§ **EXERCISE DETAILS**
Set down word for word the passage of the courtroom argument below from "But if we had" to "had been called.".

§ **EXTRACT**
◇ ◇ ◇
But if we had called her, if we had been in a position, as we wanted to, to put her live into the witness box, of course the jury would then first have to decide whether to accept or reject all or any part of her evidence in the normal way. They would not have to be sure about it to rely upon it. It would be enough, of course, if all they could say at the end of the day was, "Well, we have heard it. It might be wrong, it might not be. We cannot reject it." In other words, "If it is probably right, we can rely upon it", and the question of them being sure. The only difference, of course, is that the lady has not, for reasons we all know about, given evidence live, and our respectful submission this: because the sections on them are silent as to the position of the defence when this evidence is read, we ought not now to be in a worse position than if she had been called.
◇ ◇ ◇
§ **RECORDED DATA**
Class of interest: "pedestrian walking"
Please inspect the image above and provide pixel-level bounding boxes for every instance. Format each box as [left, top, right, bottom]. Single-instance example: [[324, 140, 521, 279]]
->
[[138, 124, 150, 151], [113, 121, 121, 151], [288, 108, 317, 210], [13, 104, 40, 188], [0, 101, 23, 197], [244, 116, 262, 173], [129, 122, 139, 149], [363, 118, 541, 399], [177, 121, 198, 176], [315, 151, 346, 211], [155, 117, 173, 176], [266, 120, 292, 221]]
◇ ◇ ◇
§ **THE COMPLETED TASK**
But if we had called her, if we had been in a position, as we wanted to, to put her live into the witness box, of course the jury would then first have to decide whether to accept or reject all or any part of her evidence in the normal way. They would not have to be sure about it to rely upon it. It would be enough, of course, if all they could say at the end of the day was, "Well, we have heard it. It might be wrong, it might not be. We cannot reject it." In other words, "If it is probably right, we can rely upon it", and the question of them being sure. The only difference, of course, is that the lady has not, for reasons we all know about, given evidence live, and our respectful submission this: because the sections on them are silent as to the position of the defence when this evidence is read, we ought not now to be in a worse position than if she had been called.